__Data provided__:
+ + + + +

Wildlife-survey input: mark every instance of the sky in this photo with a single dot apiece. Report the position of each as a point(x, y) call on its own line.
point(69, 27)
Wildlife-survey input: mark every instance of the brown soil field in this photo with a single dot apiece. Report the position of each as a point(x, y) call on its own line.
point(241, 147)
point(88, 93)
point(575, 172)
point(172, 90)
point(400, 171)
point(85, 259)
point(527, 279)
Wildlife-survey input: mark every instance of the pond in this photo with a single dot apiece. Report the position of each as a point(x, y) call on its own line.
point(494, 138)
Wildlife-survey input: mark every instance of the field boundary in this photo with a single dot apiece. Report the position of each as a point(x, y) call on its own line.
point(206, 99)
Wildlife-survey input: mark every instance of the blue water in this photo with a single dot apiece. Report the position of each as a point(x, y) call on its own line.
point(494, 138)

+ + + + +

__Task details__: Can you render every line above as a Markdown table with the columns Row and Line, numbering each row and leaving out blank lines?

__Solution below__:
| Row | Line |
|---|---|
| 1 | Wildlife-survey input: mark every instance of the sky in this photo with a single dot apiece. Report the position of each as a point(x, y) call on its own line. |
| 2 | point(69, 27) |
| 3 | Wildlife-survey input: mark every instance of the brown soil field in this photo with a single dot apiece. Report the position of each as a point(x, y) call on its own line. |
| 4 | point(241, 147) |
| 5 | point(88, 93) |
| 6 | point(575, 172) |
| 7 | point(172, 90) |
| 8 | point(400, 171) |
| 9 | point(85, 259) |
| 10 | point(527, 279) |
| 11 | Wildlife-survey input: mark every instance of the pond in this photo with a single dot apiece. Report the position of each as a point(x, y) call on its own line. |
| 12 | point(494, 138) |
| 13 | Wildlife-survey input: mark every instance of the field boundary in this photo with a single dot apiece. Report the position of each as a point(x, y) call on its own line. |
| 14 | point(206, 99) |
| 15 | Wildlife-survey input: mark every instance of the blue water in this photo with a single dot apiece. Report the position of each as a point(x, y) call on its own line. |
| 16 | point(494, 138) |